◆ **Information provided**
-------------------------
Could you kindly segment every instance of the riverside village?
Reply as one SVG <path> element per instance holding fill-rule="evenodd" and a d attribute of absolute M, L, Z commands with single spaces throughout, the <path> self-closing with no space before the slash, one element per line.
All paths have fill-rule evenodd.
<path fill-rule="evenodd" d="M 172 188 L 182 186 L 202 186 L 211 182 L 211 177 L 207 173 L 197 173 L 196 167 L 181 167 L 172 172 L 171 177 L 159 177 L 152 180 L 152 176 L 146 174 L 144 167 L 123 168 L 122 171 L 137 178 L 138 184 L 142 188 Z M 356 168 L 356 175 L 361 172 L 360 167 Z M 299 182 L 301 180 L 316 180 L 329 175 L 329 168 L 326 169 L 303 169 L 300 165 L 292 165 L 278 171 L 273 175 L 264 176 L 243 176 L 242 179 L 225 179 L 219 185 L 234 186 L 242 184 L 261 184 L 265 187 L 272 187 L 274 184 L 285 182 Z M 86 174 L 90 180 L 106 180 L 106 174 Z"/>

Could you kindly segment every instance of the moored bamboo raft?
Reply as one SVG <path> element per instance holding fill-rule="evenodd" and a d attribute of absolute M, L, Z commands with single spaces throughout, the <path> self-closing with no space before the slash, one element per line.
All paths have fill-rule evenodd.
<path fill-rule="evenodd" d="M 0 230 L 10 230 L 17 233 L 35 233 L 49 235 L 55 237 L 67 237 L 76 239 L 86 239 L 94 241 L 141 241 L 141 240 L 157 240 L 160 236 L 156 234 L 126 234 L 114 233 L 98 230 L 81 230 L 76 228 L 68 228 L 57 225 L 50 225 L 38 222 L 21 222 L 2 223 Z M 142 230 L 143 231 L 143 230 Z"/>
-------------------------
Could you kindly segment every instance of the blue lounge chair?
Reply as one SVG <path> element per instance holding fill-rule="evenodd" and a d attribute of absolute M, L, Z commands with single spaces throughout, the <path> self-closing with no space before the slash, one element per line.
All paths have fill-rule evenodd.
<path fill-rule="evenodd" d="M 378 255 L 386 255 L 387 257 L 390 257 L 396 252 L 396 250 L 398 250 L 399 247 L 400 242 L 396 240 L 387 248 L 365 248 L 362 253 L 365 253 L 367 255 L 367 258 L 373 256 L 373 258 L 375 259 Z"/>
-------------------------
◆ **Problem description**
Check each line of the entries, and copy the ones that contain "Could".

◆ **Exercise answer**
Could you kindly segment every instance of the riverside village?
Could you kindly segment every instance of the moored bamboo raft?
Could you kindly segment every instance of the blue lounge chair?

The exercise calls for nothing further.